## Text block
Big Marvin Wilson. He surprisingly stayed with us after being injured in early Nov. He's a stud


----------



## TinKnocker (Apr 24, 2020)

Bowden from Kentucky went before Fromm and season? Wut???


----------



## SpotandStalk (Apr 24, 2020)

NO and NE have been teasing Fromm and the dogs all day.


----------



## SpotandStalk (Apr 24, 2020)

TinKnocker said:


> Bowden from Kentucky went before Fromm and season? Wut???



I think they took him as a WR though.


----------



## Rackmaster (Apr 25, 2020)




----------



## TinKnocker (Apr 25, 2020)

SpotandStalk said:


> I think they took him as a WR though.


Yeah probably. Still listed as a QB though on the Fox draft list.


----------



## Throwback (Apr 25, 2020)

Fromm and eason still not drafted??

next round...........


----------



## BornToHuntAndFish (Apr 25, 2020)

Sports radio sources reported more details about what was going on around the Falcons #16 pick in the 1st round.  Raiders called Falcons to trade up to try to get the #16 pick, but the Falcons said it would cost them their 2nd round pick which the Raiders declined & still traded up to get the #19 pick for an OSU CB.  Eagles with the #21 pick was going to select Clemson CB A.J. Terrell, but the Atlanta was able to get him.  

What frustrated me about Atlanta's 1st round pick was that many other higher rated players were available at the CB position & at other needed positions, but let's hope Falcons' evaluation had better info to help them select what was best available for the team's needs. 

Looks like the Falcons filled holes with good players at CB, DT, & C positions in the 1st three rounds. 

Good luck to Fromm on Saturday.


----------



## glynr329 (Apr 25, 2020)

What is going on Fromm still not drafted?


----------



## Twiggbuster (Apr 25, 2020)

His combine performance I guess?


----------



## mguthrie (Apr 25, 2020)

Twiggbuster said:


> His combine performance I guess?


Maybe his college performance?


----------



## bullgator (Apr 25, 2020)

mguthrie said:


> Maybe his college performance?

## Tasks
• 1. In the draft thread, whom were the Eagles going to select with the #21 pick?
• 2. Continue the draft thread from its last line.

## Records supplied
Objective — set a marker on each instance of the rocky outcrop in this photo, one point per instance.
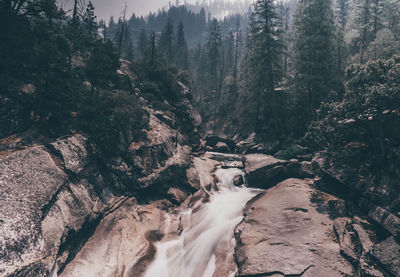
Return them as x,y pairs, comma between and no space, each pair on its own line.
29,180
379,198
386,254
123,243
53,196
265,171
287,231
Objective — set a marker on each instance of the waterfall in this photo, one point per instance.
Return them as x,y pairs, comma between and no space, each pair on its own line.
193,252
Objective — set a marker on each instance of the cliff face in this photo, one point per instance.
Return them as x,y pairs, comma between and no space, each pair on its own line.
55,193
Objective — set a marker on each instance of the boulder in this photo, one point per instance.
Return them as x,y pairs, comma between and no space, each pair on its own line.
176,195
285,234
73,151
201,171
238,180
29,179
123,243
221,147
212,141
386,219
386,254
264,171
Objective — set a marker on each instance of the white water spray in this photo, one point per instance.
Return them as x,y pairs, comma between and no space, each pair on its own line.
193,253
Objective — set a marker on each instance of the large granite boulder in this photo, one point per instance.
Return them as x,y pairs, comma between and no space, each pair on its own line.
29,179
264,171
73,151
386,254
287,231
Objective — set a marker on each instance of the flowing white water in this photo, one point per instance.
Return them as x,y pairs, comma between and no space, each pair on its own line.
193,253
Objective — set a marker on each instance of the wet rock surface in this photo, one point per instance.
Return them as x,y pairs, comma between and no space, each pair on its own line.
53,196
284,233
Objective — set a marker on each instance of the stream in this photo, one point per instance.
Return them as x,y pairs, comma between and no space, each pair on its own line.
208,222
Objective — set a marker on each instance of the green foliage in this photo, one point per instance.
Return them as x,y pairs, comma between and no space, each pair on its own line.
366,121
102,64
265,49
158,80
314,57
113,119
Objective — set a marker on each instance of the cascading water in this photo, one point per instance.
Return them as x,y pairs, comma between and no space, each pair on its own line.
193,253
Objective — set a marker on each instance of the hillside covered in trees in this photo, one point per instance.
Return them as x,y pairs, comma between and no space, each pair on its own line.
297,88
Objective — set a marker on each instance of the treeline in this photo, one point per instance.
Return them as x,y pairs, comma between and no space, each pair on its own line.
291,61
58,75
328,78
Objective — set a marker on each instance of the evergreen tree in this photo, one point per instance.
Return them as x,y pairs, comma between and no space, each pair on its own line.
264,57
314,56
362,23
342,12
230,53
181,48
376,12
89,19
143,42
214,42
167,40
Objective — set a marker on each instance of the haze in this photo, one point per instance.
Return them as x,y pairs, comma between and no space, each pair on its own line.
107,8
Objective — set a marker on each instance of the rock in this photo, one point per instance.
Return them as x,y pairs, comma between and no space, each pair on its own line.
203,168
221,147
238,180
176,195
29,179
283,233
337,208
244,145
307,169
355,244
264,171
212,141
291,152
193,177
73,151
387,254
123,243
387,220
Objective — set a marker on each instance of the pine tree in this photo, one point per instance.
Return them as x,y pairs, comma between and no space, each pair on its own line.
167,40
181,48
89,19
314,56
376,11
342,12
214,42
265,49
363,25
143,43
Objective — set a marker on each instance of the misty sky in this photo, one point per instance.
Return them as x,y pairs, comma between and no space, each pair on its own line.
107,8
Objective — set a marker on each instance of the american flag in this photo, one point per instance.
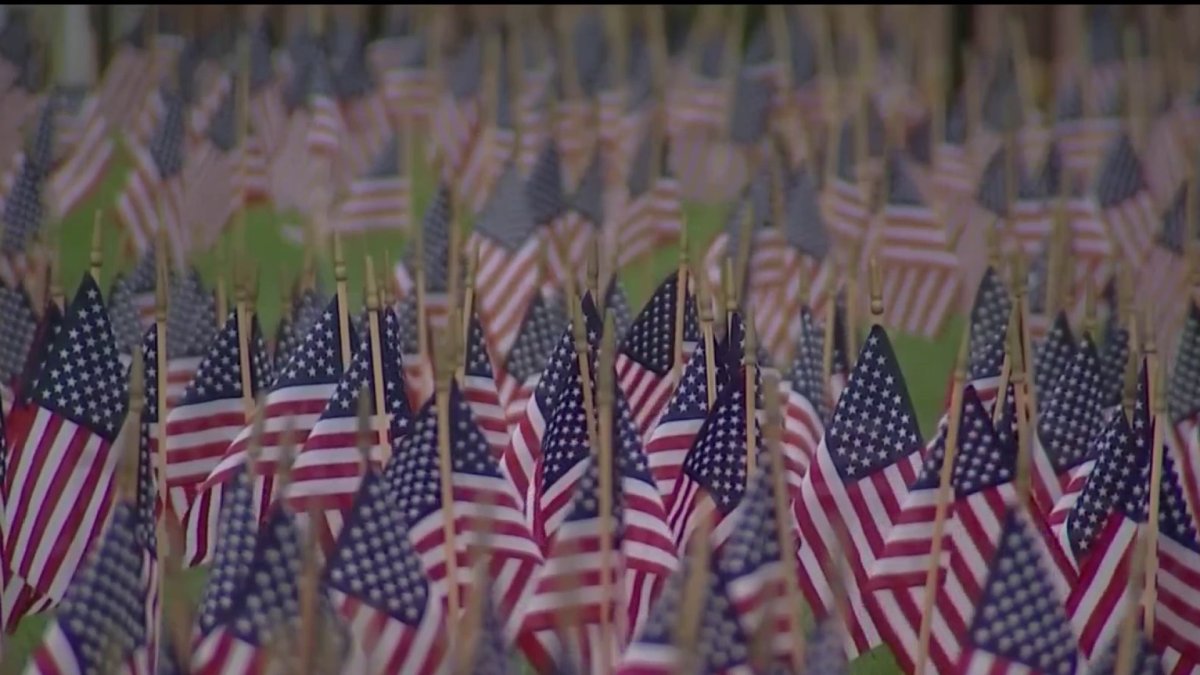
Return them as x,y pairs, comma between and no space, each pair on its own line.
327,472
377,583
870,453
988,335
378,199
191,327
486,511
982,489
156,180
52,517
720,646
480,389
1069,419
261,614
1019,623
713,478
919,268
208,418
1126,202
807,405
544,323
101,625
1177,622
676,431
508,248
297,400
1053,357
573,579
755,563
646,358
1102,530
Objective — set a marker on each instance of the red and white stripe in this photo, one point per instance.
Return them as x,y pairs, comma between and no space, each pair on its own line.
921,273
59,489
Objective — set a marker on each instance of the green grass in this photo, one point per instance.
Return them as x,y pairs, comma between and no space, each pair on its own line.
277,261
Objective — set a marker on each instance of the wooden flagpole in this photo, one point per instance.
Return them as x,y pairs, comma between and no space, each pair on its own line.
945,496
681,304
445,469
605,465
750,358
792,598
382,416
343,314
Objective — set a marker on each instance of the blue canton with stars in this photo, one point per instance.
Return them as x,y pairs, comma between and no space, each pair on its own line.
1072,413
219,376
373,560
874,424
1020,616
84,380
318,358
103,611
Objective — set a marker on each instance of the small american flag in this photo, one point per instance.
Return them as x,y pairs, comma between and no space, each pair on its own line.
754,563
378,199
807,405
714,477
261,615
544,323
297,400
1019,623
857,481
508,248
1102,530
1071,418
982,483
156,180
102,626
377,583
646,357
327,472
486,511
52,517
480,389
209,417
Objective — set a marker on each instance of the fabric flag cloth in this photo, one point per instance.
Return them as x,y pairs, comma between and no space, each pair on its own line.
573,581
558,387
1019,623
59,476
325,475
682,419
1071,417
857,482
101,625
982,490
544,322
1101,532
486,511
647,354
293,406
376,580
755,565
805,407
262,614
211,413
714,475
481,392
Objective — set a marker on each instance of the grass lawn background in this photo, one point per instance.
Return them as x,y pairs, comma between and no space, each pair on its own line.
925,363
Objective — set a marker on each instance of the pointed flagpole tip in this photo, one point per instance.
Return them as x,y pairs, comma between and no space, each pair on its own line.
372,287
876,288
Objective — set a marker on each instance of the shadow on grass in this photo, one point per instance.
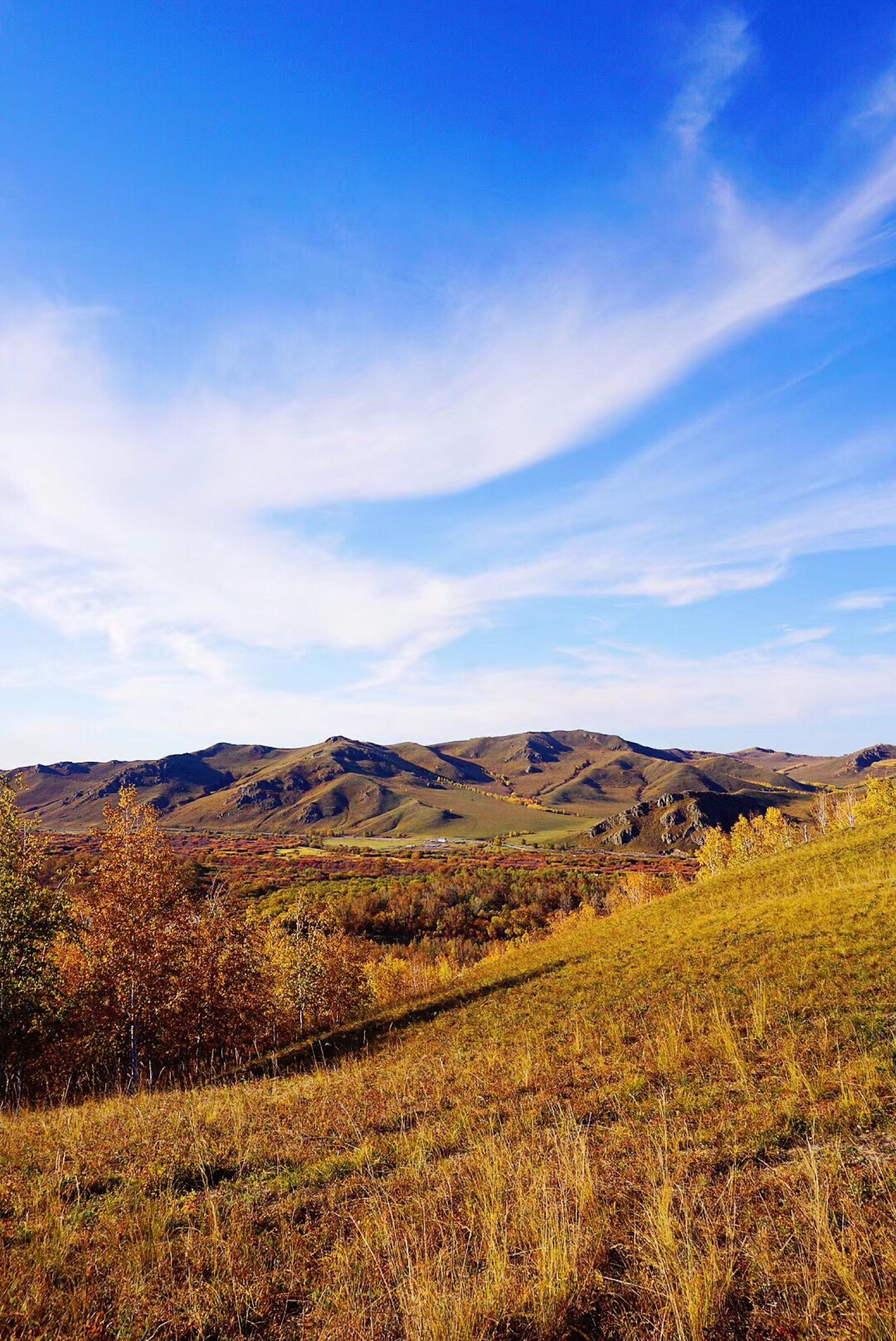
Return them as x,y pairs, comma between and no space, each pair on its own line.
367,1034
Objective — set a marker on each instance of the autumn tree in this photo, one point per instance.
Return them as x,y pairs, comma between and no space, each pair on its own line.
320,970
31,916
223,999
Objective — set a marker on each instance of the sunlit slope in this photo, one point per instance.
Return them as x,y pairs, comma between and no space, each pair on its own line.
537,781
678,1120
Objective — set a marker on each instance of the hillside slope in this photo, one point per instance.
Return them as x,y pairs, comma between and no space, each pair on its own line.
537,782
675,1121
829,770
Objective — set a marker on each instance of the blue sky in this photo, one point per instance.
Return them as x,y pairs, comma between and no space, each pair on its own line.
416,372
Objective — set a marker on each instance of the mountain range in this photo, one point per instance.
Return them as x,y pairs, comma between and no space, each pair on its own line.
540,782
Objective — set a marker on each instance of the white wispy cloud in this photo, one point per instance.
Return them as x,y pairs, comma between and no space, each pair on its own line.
125,519
718,58
176,529
710,702
864,601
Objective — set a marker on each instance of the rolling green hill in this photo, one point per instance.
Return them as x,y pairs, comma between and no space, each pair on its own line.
537,782
675,1121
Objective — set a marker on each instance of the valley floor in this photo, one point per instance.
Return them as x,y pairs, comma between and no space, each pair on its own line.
674,1121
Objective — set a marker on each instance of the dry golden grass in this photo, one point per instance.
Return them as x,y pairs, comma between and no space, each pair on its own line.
676,1123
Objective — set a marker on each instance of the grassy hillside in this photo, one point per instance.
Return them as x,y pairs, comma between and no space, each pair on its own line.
829,770
675,1121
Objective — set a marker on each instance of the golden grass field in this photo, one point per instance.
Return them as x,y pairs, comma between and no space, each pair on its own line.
675,1121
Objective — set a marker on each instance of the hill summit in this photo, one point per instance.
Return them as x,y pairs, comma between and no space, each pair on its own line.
538,782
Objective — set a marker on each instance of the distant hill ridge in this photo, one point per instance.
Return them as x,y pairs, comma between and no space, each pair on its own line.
541,782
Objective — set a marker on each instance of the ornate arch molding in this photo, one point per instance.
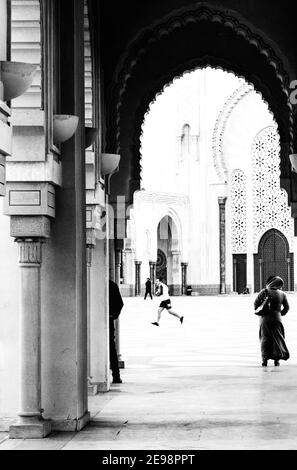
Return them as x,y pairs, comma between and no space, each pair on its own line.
219,129
173,24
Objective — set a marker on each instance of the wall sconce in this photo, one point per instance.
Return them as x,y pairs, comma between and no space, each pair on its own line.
293,160
109,163
90,135
16,78
64,126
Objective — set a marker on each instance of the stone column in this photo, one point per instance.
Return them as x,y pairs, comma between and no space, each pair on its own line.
89,266
153,274
222,224
261,285
175,269
137,278
289,273
184,267
31,424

## Results
• 1. Clemson CB A.J. Terrell

• 2.
I think it’s several things. Being 6‘0,6‘1 in a league that likes 6‘3 minimum at qb. His slow 40 times. His smaller hands that hurt his deep throws. Add it up and he’s a 4-6 rounder. I did think his leadership and smarts might move him up a bit for a team in need.


----------



## bullgator (Apr 25, 2020)

SpotandStalk said:


> Big Marvin Wilson. He surprisingly stayed with us after being injured in early Nov. He's a stud


Marvin Wilson! That’s him.  
Yep, I expected to see him in the draft.


----------



## BamaGeorgialine (Apr 25, 2020)

glynr329 said:


> What is going on Fromm still not drafted?


Teams looked at tape. Simple


----------



## James12 (Apr 25, 2020)

TinKnocker said:


> Bowden from Kentucky went before Fromm and season? Wut???



He’s a receiver / specials guy.   He’s the real deal too.


----------



## James12 (Apr 25, 2020)

glynr329 said:


> What is going on Fromm still not drafted?



Are you surprised?


----------



## James12 (Apr 25, 2020)

Fromm will be running for Houston county commissioner soon, then taken Kemp’s place in 8-10yrs.  Kidding, I think his leadership will win out in the NFL.  He’ll get drafted.

It’s crazy, when I think of Fromm now, I think of the worst turkey calling I’ve ever heard in my life.


----------



## Ruger#3 (Apr 25, 2020)

You would think he’d get attention flashing that NC ring......


----------



## treemanjohn (Apr 25, 2020)

Ruger#3 said:


> You would think he’d get attention flashing that NC ring......


Did Matt Clark loan Fromm his?


----------



## BamaGeorgialine (Apr 25, 2020)

James12 said:


> Fromm will be running for Houston county commissioner soon, then taken Kemp’s place in 8-10yrs.  Kidding, I think his leadership will win out in the NFL.  He’ll get drafted.
> 
> It’s crazy, when I think of Fromm now, I think of the worst turkey calling I’ve ever heard in my life.


I'd like to take Fromm frog gigging. Put a turkey call in his mouth and let him blow on it and you'd have big bull frogs jumpin in the boat.


----------



## James12 (Apr 25, 2020)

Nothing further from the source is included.